■ **EXCERPT PROVIDED**:
%%
I tried to make idle conversation with the excited but slouching teenager. All Curtis could do was hound me.
"Is it a ballgame? Is it a concert? Rick, where are we going?"
I love to tease. Finally, he glimpsed the landmark dome of the arena from the freeway and knew he was going to get to see his favorite team play.
We found the specified gate, parked and walked to the entrance. Walking with Curtis was always a little frustrating for me (he would do the 'slow, cool stroll' and I am a brisk walker) but this time I knew there was something special waiting that we should almost race to.
We were met by a well-dressed, executive-looking middle-aged man, who just happened to be the Vice-President of Public Relations for the Detroit Pistons. Talk about first class! He escorted Curtis not to his seat, but directly to the Pistons’ bench, where Curtis' eyes grew almost as big as the basketballs the giant athletes had just started tossing around in their pre-game warm-up.
I was led to our prime seats directly behind the bench. A waitress visited only seconds after that, taking my order for refreshments. Everything was ‘on the house.’
I saw one of the assistant coaches introduce himself to Curtis, and next thing I know, well, guess who's center court tossing the ball around with his hero, Isaiah? Soon, he was running the court and shooting hoops with Bill Laimbeer, Dennis Rodman, Joe Dumars, and the rest of the elite players!
At this point, I couldn't even imagine the exhilaration that this young man, who life never seemed to smile upon, was experiencing at this very moment! I mean, how could anyone's wildest imagination even envision this ravaged spirit and body trying to ‘deke the Bad Boys of basketball?’ I just sat quietly in utter amazement, misty eyed and SO grateful to my legal friend and the 'human' management of this professional sports team who arranged all of this for one person—a Canadian kid who was close to my heart.
%%
■ **REQUIRED WORK**:
[1] From the passage about the Pistons game, write out the words starting at "At this point, I" and ending at "to my heart.".
[2] Shorten the paragraph of the passage about the Pistons game that begins "We were met by a well-dressed," keeping its main facts.

■ **DATA EXTRACTS**:
%%
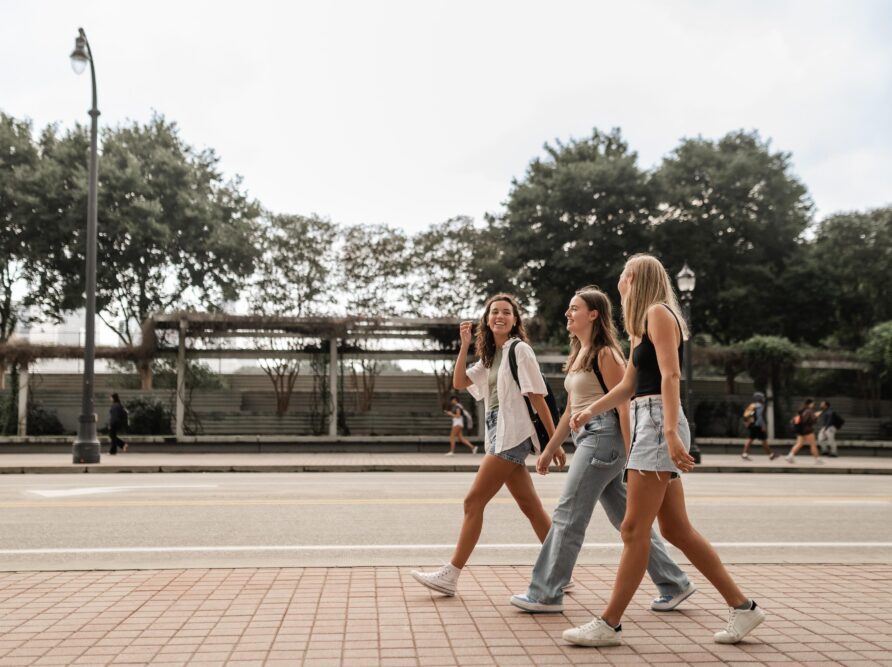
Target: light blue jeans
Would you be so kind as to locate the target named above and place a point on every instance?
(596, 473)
%%
%%
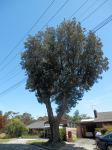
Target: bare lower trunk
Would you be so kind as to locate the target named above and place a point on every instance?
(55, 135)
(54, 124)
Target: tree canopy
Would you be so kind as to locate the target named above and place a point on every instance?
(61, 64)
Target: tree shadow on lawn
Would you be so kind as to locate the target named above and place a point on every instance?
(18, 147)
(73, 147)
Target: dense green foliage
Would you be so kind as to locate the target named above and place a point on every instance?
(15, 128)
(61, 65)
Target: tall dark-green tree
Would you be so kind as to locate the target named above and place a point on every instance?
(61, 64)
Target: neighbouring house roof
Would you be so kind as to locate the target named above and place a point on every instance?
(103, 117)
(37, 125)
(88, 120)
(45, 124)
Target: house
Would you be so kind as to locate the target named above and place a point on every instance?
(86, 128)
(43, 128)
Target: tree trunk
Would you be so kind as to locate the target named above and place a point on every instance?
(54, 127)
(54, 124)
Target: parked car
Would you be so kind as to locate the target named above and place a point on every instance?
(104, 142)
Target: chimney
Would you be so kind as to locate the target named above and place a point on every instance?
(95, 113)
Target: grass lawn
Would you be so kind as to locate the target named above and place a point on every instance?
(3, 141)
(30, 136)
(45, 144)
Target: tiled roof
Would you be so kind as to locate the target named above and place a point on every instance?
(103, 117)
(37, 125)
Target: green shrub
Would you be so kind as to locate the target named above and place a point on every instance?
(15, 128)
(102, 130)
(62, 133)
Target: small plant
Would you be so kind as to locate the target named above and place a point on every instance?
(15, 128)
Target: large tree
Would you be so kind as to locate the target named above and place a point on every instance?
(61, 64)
%%
■ **ANSWERS BY ITEM**:
[1]
At this point, I couldn't even imagine the exhilaration that this young man, who life never seemed to smile upon, was experiencing at this very moment! I mean, how could anyone's wildest imagination even envision this ravaged spirit and body trying to ‘deke the Bad Boys of basketball?’ I just sat quietly in utter amazement, misty eyed and SO grateful to my legal friend and the 'human' management of this professional sports team who arranged all of this for one person—a Canadian kid who was close to my heart.

[2] Rick and Curtis were met by the Detroit Pistons' Vice-President of Public Relations, a well-dressed, executive-looking middle-aged man. Instead of taking Curtis to his seat, he led him straight to the Pistons' bench. Curtis's eyes grew wide as the players began their pre-game warm-up.